### Required task
Show every line of the listing below that contains the word "backpack", treating uppercase and lowercase letters as distinct.

### Excerpted records
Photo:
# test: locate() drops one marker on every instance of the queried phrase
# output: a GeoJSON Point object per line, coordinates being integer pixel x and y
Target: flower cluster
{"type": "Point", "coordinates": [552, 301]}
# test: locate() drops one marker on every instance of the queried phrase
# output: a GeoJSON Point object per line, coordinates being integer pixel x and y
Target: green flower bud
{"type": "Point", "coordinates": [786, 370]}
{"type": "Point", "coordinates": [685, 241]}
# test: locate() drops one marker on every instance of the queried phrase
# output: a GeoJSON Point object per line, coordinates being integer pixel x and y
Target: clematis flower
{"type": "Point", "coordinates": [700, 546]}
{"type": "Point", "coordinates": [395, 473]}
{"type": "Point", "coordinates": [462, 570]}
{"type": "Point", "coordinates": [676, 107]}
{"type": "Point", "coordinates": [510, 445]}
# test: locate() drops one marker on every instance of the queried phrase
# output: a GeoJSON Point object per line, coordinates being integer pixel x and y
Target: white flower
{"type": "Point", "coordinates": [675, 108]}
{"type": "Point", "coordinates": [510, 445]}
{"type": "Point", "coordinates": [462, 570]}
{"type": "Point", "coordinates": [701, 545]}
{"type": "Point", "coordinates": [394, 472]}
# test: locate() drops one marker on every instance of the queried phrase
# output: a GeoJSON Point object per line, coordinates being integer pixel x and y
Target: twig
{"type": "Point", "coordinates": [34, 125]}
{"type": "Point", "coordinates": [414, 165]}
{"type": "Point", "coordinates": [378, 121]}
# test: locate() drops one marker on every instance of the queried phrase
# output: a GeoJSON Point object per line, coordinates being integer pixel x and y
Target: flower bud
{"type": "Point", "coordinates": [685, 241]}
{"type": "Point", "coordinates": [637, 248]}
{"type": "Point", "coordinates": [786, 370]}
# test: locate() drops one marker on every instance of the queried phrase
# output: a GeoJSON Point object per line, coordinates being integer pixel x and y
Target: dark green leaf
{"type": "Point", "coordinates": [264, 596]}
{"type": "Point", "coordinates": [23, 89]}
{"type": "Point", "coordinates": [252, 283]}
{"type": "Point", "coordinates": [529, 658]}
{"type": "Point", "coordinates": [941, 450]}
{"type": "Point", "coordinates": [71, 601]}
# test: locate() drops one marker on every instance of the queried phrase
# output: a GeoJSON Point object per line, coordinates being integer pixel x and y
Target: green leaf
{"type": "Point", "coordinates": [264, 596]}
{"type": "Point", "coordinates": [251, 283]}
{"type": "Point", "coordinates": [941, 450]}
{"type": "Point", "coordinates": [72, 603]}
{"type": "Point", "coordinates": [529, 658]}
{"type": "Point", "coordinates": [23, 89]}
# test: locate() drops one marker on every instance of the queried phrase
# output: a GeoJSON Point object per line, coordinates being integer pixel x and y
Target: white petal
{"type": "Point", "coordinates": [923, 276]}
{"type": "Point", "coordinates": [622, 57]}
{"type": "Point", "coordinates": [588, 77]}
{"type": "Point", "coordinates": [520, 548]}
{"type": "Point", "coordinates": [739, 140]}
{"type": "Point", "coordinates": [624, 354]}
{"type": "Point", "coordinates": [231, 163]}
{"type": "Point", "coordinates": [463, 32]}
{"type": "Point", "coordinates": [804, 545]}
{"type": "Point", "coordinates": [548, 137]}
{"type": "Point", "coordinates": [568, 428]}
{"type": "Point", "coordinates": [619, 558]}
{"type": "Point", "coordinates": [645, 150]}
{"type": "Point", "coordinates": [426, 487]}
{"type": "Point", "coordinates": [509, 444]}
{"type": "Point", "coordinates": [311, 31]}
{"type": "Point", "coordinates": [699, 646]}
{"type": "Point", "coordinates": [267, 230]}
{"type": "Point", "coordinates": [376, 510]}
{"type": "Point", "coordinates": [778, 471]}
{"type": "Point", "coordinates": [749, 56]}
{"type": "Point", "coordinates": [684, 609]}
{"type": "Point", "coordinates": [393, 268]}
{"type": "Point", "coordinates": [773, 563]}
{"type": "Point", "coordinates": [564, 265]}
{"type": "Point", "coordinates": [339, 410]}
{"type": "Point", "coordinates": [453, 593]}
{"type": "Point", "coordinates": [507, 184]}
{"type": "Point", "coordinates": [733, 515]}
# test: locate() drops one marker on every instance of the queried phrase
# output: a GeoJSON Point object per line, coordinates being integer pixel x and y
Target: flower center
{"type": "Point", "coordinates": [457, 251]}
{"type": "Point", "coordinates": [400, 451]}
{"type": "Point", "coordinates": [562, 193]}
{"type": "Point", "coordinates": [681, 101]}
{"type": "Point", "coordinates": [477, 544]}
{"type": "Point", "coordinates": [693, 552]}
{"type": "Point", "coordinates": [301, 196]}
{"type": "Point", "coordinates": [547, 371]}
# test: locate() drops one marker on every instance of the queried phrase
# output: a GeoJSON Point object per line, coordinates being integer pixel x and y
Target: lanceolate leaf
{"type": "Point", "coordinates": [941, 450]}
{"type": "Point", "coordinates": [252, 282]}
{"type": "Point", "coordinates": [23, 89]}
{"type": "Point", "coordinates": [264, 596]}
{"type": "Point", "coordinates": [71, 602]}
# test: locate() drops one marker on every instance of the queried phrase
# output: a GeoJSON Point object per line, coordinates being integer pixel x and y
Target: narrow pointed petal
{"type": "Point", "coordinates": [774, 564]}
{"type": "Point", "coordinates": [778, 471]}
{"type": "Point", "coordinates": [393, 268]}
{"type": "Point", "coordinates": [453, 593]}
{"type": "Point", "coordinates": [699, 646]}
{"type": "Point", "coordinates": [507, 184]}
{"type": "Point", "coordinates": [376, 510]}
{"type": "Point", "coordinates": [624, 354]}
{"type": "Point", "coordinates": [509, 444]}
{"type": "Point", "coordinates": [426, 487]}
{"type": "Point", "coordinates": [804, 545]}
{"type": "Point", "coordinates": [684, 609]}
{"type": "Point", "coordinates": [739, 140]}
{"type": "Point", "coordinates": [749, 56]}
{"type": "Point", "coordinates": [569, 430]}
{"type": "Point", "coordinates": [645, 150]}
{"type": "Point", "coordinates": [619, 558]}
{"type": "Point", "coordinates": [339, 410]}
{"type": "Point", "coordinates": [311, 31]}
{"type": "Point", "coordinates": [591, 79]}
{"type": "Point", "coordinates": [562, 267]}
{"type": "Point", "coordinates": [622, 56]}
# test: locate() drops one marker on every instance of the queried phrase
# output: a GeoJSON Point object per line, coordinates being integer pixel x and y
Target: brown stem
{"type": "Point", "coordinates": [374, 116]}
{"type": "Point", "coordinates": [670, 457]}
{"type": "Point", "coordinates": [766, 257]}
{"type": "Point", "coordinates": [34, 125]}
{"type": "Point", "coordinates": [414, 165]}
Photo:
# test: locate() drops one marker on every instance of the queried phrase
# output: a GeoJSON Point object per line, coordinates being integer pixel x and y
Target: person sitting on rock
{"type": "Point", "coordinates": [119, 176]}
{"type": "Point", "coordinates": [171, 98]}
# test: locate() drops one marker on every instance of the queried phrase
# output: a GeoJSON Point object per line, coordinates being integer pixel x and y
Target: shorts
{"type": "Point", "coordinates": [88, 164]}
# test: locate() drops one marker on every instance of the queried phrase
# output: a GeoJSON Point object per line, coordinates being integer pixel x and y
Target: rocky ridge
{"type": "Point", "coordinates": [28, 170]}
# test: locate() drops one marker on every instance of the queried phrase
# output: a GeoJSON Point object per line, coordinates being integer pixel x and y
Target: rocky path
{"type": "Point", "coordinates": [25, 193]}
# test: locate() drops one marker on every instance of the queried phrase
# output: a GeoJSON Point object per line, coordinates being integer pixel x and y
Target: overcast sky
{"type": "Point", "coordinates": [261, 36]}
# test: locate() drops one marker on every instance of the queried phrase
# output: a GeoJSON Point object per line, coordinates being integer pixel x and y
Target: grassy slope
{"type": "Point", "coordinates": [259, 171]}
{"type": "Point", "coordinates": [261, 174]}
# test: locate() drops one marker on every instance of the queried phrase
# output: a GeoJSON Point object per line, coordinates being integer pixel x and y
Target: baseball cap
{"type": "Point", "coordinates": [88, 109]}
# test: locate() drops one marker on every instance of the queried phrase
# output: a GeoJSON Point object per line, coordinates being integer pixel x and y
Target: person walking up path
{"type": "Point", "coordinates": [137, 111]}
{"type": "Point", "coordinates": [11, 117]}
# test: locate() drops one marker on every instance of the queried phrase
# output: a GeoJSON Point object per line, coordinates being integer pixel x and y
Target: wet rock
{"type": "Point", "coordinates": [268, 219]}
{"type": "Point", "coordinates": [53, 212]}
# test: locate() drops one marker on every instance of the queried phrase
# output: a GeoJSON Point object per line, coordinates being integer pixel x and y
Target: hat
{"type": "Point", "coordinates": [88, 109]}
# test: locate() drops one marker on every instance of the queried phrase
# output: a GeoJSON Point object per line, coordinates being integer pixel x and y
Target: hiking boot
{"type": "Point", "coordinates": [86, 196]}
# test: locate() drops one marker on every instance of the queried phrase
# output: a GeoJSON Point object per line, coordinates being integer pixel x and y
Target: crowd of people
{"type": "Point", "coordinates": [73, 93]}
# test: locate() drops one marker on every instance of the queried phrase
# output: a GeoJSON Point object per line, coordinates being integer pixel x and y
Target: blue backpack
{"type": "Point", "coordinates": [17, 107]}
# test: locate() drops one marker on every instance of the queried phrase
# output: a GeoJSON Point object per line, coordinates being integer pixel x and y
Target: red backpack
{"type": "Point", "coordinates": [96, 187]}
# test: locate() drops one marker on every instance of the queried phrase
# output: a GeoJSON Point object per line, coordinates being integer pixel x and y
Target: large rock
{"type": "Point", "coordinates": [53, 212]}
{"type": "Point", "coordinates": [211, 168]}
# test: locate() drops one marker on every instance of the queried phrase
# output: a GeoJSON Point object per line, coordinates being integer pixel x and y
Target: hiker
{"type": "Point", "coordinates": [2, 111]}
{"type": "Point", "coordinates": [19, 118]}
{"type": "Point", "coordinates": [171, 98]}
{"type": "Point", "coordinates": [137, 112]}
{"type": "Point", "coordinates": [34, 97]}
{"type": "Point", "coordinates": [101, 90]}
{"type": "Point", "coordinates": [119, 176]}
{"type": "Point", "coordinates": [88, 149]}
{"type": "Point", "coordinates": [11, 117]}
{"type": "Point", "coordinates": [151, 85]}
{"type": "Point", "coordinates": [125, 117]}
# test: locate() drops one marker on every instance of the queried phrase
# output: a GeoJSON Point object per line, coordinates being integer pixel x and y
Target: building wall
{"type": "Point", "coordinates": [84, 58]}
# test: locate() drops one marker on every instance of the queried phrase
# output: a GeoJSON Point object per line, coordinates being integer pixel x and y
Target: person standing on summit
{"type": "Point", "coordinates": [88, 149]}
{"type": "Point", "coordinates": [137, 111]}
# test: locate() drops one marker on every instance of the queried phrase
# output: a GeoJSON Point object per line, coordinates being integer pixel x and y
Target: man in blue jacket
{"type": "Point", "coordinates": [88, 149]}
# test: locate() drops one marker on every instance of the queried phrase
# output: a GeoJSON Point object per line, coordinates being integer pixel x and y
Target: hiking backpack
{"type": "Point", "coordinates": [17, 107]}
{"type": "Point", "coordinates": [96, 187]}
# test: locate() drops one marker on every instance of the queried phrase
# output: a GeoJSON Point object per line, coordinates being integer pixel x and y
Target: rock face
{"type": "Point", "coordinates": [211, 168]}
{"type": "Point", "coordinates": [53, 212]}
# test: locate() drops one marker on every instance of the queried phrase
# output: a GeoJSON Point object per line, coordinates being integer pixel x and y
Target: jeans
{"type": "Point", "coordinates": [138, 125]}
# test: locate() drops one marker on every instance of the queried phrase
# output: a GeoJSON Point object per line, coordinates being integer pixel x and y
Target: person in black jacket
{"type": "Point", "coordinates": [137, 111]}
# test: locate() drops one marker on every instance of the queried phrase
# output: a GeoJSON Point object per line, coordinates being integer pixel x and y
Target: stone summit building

### Output below
Target: blue backpack
Target: red backpack
Target: hiking backpack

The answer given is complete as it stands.